Reproduce all entries word for word.

BEGIN Record list

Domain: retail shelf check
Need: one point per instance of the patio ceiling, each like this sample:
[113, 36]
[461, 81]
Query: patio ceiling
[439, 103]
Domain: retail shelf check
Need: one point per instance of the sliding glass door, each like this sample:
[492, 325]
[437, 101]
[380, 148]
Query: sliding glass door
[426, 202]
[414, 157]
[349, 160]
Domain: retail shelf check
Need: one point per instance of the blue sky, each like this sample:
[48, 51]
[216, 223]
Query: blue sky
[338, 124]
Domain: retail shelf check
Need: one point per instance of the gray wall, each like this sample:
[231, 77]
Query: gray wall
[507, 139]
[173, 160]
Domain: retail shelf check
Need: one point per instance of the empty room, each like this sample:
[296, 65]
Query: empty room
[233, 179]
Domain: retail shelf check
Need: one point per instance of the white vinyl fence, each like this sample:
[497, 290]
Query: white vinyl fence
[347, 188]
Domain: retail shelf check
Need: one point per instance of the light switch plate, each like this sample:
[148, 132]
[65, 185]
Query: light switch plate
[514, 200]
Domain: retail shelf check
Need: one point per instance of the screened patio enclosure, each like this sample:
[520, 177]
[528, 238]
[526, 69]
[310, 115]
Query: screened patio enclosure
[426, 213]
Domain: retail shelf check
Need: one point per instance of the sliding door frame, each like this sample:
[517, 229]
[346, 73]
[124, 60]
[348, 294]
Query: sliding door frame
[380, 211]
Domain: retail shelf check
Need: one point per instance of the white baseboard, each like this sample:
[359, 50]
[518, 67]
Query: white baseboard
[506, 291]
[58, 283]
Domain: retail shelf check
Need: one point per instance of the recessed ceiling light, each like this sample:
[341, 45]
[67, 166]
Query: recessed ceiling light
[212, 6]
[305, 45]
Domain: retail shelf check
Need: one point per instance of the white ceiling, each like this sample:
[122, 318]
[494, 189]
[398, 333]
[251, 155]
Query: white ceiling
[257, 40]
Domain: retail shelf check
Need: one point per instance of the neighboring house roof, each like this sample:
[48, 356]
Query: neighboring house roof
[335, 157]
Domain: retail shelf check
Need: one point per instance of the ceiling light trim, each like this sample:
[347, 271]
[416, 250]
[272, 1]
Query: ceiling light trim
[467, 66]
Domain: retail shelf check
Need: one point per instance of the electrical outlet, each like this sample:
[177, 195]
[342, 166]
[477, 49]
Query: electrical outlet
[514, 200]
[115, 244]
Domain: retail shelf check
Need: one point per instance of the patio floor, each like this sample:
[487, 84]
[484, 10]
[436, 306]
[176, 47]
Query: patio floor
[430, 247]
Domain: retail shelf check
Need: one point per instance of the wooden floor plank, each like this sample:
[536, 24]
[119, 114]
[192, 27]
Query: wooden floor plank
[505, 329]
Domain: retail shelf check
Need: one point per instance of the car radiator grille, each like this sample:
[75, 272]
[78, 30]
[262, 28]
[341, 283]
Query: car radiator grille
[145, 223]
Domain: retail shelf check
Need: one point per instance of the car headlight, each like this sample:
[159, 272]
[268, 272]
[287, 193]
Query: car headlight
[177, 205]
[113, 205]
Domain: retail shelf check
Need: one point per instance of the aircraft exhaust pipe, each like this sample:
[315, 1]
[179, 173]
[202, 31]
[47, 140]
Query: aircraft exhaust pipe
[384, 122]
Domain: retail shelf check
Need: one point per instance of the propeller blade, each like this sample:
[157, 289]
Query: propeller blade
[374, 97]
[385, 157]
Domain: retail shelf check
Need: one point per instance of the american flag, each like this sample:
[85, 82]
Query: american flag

END Record list

* Answer in full *
Domain: retail shelf check
Need: one point per instance of the patio ceiling, each like this sample:
[113, 36]
[461, 81]
Query: patio ceiling
[439, 103]
Domain: retail shelf check
Need: one point per instance of the sliding glass door, each like this sample:
[492, 325]
[437, 101]
[380, 148]
Query: sliding glass door
[426, 202]
[414, 157]
[349, 160]
Domain: retail shelf check
Need: one point per instance of the blue sky, each like this sample:
[48, 51]
[216, 223]
Query: blue sky
[338, 124]
Domain: retail shelf check
Need: one point per instance of the gray wall, each like this sample:
[231, 77]
Query: gray wall
[507, 139]
[173, 160]
Domain: retail shelf check
Need: one point per instance of the empty room, each like this sample:
[296, 65]
Query: empty room
[233, 179]
Domain: retail shelf check
Need: one point per instance of the white vinyl fence, each like this sample:
[497, 290]
Query: white vinyl fence
[347, 188]
Domain: retail shelf check
Need: one point per instance of the light switch plate, each like this sample:
[148, 132]
[65, 185]
Query: light switch plate
[514, 200]
Domain: retail shelf check
Need: one point per instance of the screened patio enclosure, each like this sample:
[520, 177]
[528, 238]
[526, 69]
[310, 115]
Query: screened patio enclosure
[426, 213]
Domain: retail shelf check
Need: one point per instance of the sliding door frame, each like this sample:
[517, 229]
[346, 73]
[124, 60]
[348, 294]
Query: sliding door frame
[380, 211]
Domain: retail shelf check
Need: one point per instance of the white baseboard, each like this sample:
[359, 50]
[518, 67]
Query: white baseboard
[506, 291]
[58, 283]
Domain: retail shelf check
Need: one point per instance of the recessed ceiling light, each like this sample:
[341, 45]
[67, 166]
Query: recessed ceiling light
[212, 6]
[305, 45]
Domain: retail shelf check
Need: one point per instance of the white ceiling, each like this sample:
[122, 318]
[494, 189]
[398, 333]
[251, 155]
Query: white ceiling
[257, 40]
Domain: retail shelf check
Need: one point per instance of the neighboring house roof, each like this sample:
[48, 356]
Query: neighboring house roof
[335, 157]
Domain: retail shelf check
Need: one point per instance of the ceiling light trim, each like this sample:
[347, 271]
[416, 250]
[272, 1]
Query: ceiling light trim
[467, 66]
Domain: retail shelf check
Need: one point per instance of the electrical outlet, each like this sample:
[177, 195]
[342, 166]
[477, 49]
Query: electrical outlet
[514, 200]
[115, 244]
Domain: retail shelf check
Need: one point per instance of the patio floor, each like this sample:
[487, 84]
[484, 10]
[436, 306]
[176, 47]
Query: patio floor
[430, 247]
Domain: retail shelf check
Need: one point per instance of the wooden floor plank, each like this sample:
[536, 24]
[119, 114]
[192, 27]
Query: wooden floor plank
[505, 329]
Domain: retail shelf check
Need: one point per instance of the car radiator grille, each like this sample:
[75, 272]
[78, 30]
[262, 28]
[341, 283]
Query: car radiator grille
[145, 223]
Domain: retail shelf check
Need: one point per instance of the car headlight, each like this sample:
[159, 272]
[268, 272]
[287, 193]
Query: car headlight
[177, 205]
[113, 205]
Domain: retail shelf check
Need: one point per instance of the aircraft exhaust pipe, each like this sample:
[315, 1]
[179, 173]
[202, 31]
[47, 140]
Query: aircraft exhaust pipe
[384, 122]
Domain: retail shelf check
Need: one point per instance of the propeller blade, each like this sample:
[157, 289]
Query: propeller blade
[374, 97]
[385, 157]
Domain: retail shelf check
Need: one point per instance of the american flag, each like this sample:
[85, 82]
Query: american flag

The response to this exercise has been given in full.